====== GIVEN INFORMATION ======

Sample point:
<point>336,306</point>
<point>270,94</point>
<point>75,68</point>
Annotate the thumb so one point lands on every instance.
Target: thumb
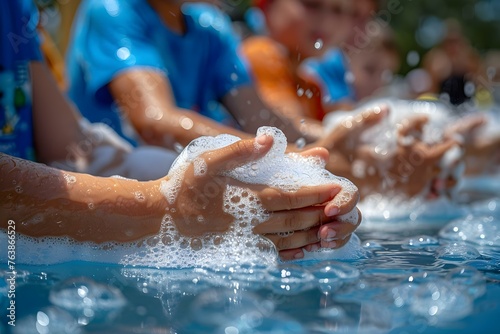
<point>237,154</point>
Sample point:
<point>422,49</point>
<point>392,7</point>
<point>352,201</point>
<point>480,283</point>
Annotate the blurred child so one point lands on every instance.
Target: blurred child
<point>297,30</point>
<point>171,71</point>
<point>346,80</point>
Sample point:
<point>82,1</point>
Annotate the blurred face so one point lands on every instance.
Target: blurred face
<point>308,27</point>
<point>372,71</point>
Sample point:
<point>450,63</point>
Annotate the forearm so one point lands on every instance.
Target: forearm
<point>180,126</point>
<point>47,202</point>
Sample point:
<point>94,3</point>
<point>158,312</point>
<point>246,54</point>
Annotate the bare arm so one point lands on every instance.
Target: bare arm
<point>88,208</point>
<point>145,96</point>
<point>48,202</point>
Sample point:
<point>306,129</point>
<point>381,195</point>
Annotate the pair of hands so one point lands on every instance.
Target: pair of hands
<point>411,169</point>
<point>311,212</point>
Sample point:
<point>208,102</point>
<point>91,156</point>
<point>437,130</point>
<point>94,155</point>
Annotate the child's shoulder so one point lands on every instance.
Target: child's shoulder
<point>208,17</point>
<point>262,46</point>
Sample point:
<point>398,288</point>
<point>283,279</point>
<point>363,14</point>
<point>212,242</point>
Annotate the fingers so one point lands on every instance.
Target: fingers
<point>332,234</point>
<point>277,200</point>
<point>352,126</point>
<point>413,125</point>
<point>292,220</point>
<point>344,202</point>
<point>437,151</point>
<point>318,152</point>
<point>237,154</point>
<point>297,240</point>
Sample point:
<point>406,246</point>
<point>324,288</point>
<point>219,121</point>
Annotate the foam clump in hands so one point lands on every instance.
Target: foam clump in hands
<point>277,169</point>
<point>223,196</point>
<point>287,172</point>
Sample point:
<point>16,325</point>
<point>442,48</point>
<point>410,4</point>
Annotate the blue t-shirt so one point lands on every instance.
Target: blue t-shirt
<point>113,36</point>
<point>332,73</point>
<point>19,46</point>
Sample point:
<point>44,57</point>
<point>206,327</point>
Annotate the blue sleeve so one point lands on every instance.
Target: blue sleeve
<point>332,72</point>
<point>20,39</point>
<point>230,70</point>
<point>110,39</point>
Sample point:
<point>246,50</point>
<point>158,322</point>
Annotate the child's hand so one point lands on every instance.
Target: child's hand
<point>301,212</point>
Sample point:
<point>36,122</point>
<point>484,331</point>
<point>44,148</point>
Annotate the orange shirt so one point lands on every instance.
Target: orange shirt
<point>278,84</point>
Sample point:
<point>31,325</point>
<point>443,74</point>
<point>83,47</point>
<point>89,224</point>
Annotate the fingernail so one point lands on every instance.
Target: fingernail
<point>331,244</point>
<point>261,139</point>
<point>299,255</point>
<point>332,210</point>
<point>330,234</point>
<point>314,248</point>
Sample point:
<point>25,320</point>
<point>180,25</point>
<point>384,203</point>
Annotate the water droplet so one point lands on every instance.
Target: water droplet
<point>318,45</point>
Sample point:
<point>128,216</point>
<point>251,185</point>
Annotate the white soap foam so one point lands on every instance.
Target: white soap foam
<point>239,244</point>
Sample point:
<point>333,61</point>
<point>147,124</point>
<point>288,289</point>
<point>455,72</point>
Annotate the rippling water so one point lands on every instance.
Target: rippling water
<point>436,279</point>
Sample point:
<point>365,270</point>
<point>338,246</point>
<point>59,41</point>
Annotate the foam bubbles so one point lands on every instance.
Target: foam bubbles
<point>419,242</point>
<point>457,252</point>
<point>85,295</point>
<point>239,244</point>
<point>478,230</point>
<point>351,251</point>
<point>331,275</point>
<point>439,301</point>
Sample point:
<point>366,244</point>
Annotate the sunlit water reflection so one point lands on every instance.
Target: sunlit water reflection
<point>439,279</point>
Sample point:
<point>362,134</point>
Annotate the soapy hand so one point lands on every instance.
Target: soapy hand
<point>411,168</point>
<point>308,217</point>
<point>481,152</point>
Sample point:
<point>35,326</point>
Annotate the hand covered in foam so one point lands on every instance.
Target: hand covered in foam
<point>222,183</point>
<point>480,138</point>
<point>396,154</point>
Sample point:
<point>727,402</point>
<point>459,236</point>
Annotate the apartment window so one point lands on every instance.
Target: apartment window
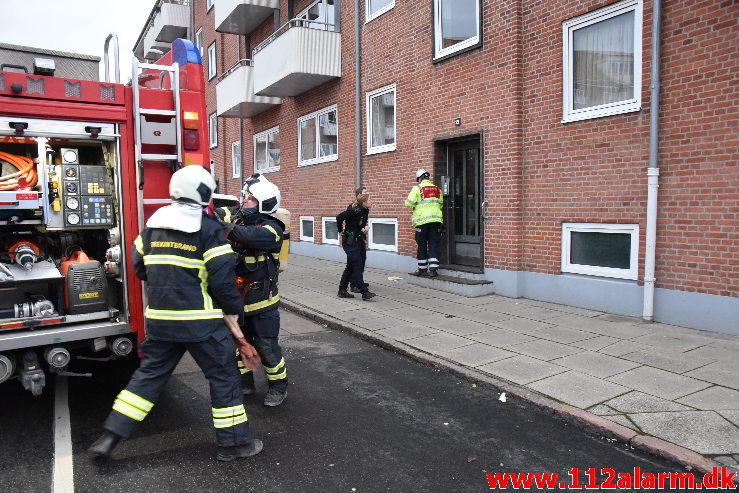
<point>213,130</point>
<point>322,12</point>
<point>306,228</point>
<point>199,41</point>
<point>375,8</point>
<point>606,250</point>
<point>318,137</point>
<point>267,151</point>
<point>236,159</point>
<point>602,62</point>
<point>381,120</point>
<point>456,26</point>
<point>212,60</point>
<point>330,231</point>
<point>383,234</point>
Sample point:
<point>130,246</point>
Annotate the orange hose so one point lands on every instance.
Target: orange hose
<point>26,169</point>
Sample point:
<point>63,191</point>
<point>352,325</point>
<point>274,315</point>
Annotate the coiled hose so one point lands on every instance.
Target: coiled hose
<point>25,177</point>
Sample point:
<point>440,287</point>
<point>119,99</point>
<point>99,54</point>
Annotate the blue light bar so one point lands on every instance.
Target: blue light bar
<point>184,51</point>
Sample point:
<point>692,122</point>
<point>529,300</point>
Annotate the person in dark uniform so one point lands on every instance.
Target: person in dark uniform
<point>351,225</point>
<point>188,266</point>
<point>257,237</point>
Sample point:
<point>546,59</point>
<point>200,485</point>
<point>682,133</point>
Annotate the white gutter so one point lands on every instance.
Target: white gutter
<point>653,170</point>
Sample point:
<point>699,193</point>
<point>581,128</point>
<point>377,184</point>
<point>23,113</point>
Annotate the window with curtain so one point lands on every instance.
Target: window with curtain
<point>381,120</point>
<point>603,62</point>
<point>456,25</point>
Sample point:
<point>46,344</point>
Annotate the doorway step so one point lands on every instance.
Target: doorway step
<point>452,280</point>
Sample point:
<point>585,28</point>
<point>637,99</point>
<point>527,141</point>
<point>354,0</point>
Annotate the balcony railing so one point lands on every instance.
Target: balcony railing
<point>235,96</point>
<point>242,16</point>
<point>299,56</point>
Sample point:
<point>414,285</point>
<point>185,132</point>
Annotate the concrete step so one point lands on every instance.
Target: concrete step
<point>457,284</point>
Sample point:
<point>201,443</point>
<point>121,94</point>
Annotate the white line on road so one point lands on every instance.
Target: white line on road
<point>63,474</point>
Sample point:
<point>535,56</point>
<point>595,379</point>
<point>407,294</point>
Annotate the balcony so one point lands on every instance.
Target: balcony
<point>235,93</point>
<point>296,58</point>
<point>242,16</point>
<point>172,21</point>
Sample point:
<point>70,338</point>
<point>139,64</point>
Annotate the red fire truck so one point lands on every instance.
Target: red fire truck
<point>84,163</point>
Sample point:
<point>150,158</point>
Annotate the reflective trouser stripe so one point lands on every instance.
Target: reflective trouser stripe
<point>274,373</point>
<point>131,405</point>
<point>225,417</point>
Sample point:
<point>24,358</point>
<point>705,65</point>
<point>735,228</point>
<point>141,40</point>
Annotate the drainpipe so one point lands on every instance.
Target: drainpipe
<point>357,97</point>
<point>653,169</point>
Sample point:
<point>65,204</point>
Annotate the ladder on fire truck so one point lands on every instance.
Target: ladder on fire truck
<point>155,133</point>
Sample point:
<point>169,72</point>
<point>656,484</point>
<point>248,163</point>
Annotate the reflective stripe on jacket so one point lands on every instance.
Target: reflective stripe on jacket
<point>426,200</point>
<point>190,277</point>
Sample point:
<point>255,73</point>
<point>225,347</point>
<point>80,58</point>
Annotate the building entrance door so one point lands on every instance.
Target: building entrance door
<point>464,215</point>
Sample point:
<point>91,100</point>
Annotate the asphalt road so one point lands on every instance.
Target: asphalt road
<point>357,419</point>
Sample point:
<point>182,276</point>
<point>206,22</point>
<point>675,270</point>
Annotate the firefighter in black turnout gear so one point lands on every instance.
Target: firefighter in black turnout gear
<point>188,266</point>
<point>256,236</point>
<point>351,224</point>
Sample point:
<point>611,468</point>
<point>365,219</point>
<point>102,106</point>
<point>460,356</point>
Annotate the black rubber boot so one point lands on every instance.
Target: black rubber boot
<point>343,293</point>
<point>253,447</point>
<point>274,397</point>
<point>104,445</point>
<point>247,384</point>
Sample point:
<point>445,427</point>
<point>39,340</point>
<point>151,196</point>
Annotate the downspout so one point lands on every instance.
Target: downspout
<point>653,169</point>
<point>357,97</point>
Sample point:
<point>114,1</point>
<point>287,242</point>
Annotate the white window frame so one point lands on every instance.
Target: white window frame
<point>370,95</point>
<point>568,27</point>
<point>374,15</point>
<point>266,133</point>
<point>302,236</point>
<point>213,130</point>
<point>199,41</point>
<point>440,52</point>
<point>236,156</point>
<point>319,159</point>
<point>212,60</point>
<point>326,240</point>
<point>370,234</point>
<point>592,270</point>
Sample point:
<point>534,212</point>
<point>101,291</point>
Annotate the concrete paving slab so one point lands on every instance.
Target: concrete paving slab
<point>713,398</point>
<point>639,402</point>
<point>670,342</point>
<point>522,369</point>
<point>578,389</point>
<point>658,382</point>
<point>702,431</point>
<point>674,361</point>
<point>477,354</point>
<point>438,343</point>
<point>594,343</point>
<point>500,338</point>
<point>595,364</point>
<point>544,350</point>
<point>716,373</point>
<point>406,331</point>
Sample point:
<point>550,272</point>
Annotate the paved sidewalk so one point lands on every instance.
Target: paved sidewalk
<point>647,384</point>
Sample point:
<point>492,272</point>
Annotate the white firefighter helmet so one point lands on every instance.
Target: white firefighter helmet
<point>264,192</point>
<point>192,183</point>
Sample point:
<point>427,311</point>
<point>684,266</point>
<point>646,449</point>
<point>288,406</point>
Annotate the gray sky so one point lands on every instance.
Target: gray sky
<point>79,26</point>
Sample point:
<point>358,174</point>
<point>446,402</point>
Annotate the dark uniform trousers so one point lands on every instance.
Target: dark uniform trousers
<point>214,356</point>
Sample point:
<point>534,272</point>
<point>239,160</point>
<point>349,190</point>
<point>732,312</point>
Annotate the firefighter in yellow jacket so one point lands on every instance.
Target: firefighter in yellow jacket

======

■ **WHAT THE EXERCISE ASKS**: Restate word for word the entries above, starting at the line with "<point>283,279</point>" and ending at the line with "Annotate the fingers", inclusive, and no others.

■ **WRITTEN REPLY**:
<point>283,279</point>
<point>363,14</point>
<point>212,242</point>
Annotate the fingers so one point lands on every instance.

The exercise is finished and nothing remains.